Work to complete — Copy the listing below line for line, changing nothing.
━━━━━━━━
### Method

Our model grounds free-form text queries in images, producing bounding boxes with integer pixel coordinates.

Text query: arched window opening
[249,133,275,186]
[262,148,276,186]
━━━━━━━━
The solution —
### Method

Our model grounds free-form text queries in images, producing bounding boxes with integer pixel coordinates.

Text query: arched window opening
[249,133,275,186]
[262,148,276,186]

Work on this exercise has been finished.